-- START Input records --

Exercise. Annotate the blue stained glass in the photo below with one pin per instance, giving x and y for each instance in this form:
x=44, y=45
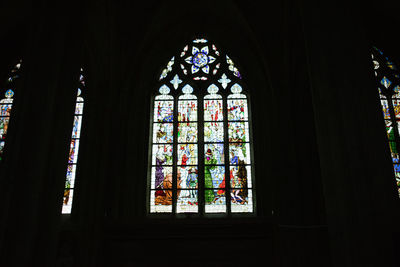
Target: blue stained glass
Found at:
x=214, y=153
x=163, y=111
x=200, y=60
x=187, y=154
x=187, y=132
x=213, y=110
x=213, y=132
x=163, y=133
x=162, y=155
x=396, y=167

-- END Input records --

Your objective »
Rewrite the data above, replacing "blue stained glass" with "colored window glass" wherever it appears and keeping everything else the same. Leave the pictures out of your answer.

Complete output »
Exercise. Annotate the colored window glass in the photo below with one pin per instance, giving x and y for each instance in this form:
x=44, y=45
Target: colored window glass
Found at:
x=214, y=153
x=163, y=111
x=200, y=60
x=187, y=154
x=187, y=132
x=213, y=110
x=213, y=132
x=163, y=133
x=162, y=155
x=396, y=167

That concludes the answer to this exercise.